### Try it
List every surgical intervention that the overactive bladder text recommends if conservative treatment fails.

[Given text — start]

Conclusions: The flavonoid fraction of Bryophyllum pinnatum reduces the porcine detrusor contractility in a dose- and time-dependent manner. Fractions from B. pinnatum may be a new pharmacological approach for the treatment of OAB.


Bryophyllum pinnatum


Overactive bladder

Detrusor muscle

Muscle relaxation

Muscle contractility


Overactive bladder (OAB) syndrome is a symptomatic diagnosis that was defined by the International Continence Society (ICS) as urgency, with or without urge incontinence, usually with frequency and nocturia, after exclusion of a bladder infection or other obvious pathology (Haylen et al. 2010).

In 2008, the worldwide prevalence was 10.7%, and is expected to rise to 20.1% in 2018 (Irwin et al. 2011). OAB often impacts negatively the quality of life especially in case of incontinence. However, many affected individuals do not seek help and therefore do not receive a treatment. Patients suffering from a neurological disease (e.g. multiple sclerosis, Parkinson's disease, stroke) have a higher incidence. Changes in lifestyle, bladder training, and pelvic floor muscle exercises are the first step of conservative treatments (Hashim and Abrams 2004).

Antimuscarinic drugs such as oxybutynin are used as first-line pharmacotherapy with a proven clinical benefit. However, many patients suffer from anticholinergic side effects, lack of efficacy, or unfulfilled treatment expectations. Up to 20% of the patients fail to respond adequately, or their expectations were too high (Veenboer and Bosch 2014).

As a new therapeutic approach [[beta].sub.3]-adrenoceptor agonists have been investigated. Mirabegron was recently introduced as a treatment of OAB. A multicentre randomised double-blind study showed good efficacy and tolerability compared to placebo (Khullar et al. 2012; Chappie et al. 2013).

If conservative treatment fails, surgical interventions like botulinum toxin injection, sacral nerve stimulation, or detrusor myectomy are recommended as further options (Toozs-Hobson 2010).

Given the drawbacks of the above-mentioned approaches, alternative pharmacological treatment options would be of value for patients suffering from OAB. Previous research indicated that Bryophyllum pinnatum could be such a new therapeutic approach.

Bryophyllum pinnatum (Lam.) Oken (syn. Kalanchoe pinnata Pers., Bryophyllum calycinum Salisb., Crassulaceae) is a succulent perennial plant native to Madagascar. The leaves have been used in traditional, native, and anthroposophical medicine (Kamboj and Saluja 2009; Daems et al. 1982). Since 1970, B. pinnatum is used as a tocolytic agent to prevent premature labour (Hassauer et al. 1985). Leaf press juice and a flavonoid fraction of B. pinnatum were shown to induce myometrial relaxation in vitro (Wachter et al. 2011).

[Given text — finish]
[Given data — start]

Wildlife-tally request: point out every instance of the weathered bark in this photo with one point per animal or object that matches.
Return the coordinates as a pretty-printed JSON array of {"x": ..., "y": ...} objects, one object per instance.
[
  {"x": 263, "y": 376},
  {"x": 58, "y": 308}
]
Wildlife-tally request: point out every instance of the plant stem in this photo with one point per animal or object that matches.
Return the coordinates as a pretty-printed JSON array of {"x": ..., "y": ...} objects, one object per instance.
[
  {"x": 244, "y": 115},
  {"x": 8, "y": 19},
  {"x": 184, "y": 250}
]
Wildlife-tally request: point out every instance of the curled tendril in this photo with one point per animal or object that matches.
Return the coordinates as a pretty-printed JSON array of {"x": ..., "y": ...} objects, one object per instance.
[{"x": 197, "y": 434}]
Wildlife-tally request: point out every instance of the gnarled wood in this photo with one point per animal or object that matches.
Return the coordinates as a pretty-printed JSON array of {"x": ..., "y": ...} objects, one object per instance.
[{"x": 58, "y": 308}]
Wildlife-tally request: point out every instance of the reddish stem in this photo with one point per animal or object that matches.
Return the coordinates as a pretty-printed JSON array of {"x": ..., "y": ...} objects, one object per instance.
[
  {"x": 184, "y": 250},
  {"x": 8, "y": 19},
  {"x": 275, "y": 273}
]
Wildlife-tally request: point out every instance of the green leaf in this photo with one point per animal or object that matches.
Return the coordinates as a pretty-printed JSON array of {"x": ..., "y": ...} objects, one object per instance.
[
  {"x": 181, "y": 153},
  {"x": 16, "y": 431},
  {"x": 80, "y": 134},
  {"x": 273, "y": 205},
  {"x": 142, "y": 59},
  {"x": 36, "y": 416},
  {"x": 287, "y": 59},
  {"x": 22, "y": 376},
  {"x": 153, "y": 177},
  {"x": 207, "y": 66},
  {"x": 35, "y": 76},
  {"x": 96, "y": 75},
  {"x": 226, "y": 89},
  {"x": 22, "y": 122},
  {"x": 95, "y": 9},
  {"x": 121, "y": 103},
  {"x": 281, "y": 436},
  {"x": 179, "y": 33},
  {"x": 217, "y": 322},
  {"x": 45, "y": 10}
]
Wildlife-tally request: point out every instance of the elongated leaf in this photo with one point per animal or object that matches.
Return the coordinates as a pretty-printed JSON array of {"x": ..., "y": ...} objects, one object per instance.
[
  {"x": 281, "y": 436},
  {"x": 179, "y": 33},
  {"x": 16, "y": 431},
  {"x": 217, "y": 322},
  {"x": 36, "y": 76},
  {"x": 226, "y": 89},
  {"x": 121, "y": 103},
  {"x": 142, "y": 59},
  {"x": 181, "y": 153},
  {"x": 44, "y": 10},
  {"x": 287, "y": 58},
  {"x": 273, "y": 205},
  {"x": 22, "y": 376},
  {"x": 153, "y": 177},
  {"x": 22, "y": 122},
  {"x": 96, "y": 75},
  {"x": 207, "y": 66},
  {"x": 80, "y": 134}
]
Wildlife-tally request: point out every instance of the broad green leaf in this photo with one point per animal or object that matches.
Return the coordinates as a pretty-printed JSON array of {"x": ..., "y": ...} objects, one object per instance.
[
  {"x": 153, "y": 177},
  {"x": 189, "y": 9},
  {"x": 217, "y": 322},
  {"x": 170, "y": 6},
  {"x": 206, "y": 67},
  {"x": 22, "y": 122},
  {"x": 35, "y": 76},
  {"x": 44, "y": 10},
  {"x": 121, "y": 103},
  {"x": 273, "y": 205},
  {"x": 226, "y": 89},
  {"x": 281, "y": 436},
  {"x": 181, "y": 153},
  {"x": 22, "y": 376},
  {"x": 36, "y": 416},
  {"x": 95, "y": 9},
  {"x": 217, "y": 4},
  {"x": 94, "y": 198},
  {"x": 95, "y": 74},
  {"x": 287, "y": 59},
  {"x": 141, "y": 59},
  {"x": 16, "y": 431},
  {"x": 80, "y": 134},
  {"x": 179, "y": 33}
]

[Given data — finish]

### Finished exercise
Botulinum toxin injection, sacral nerve stimulation, and detrusor myectomy.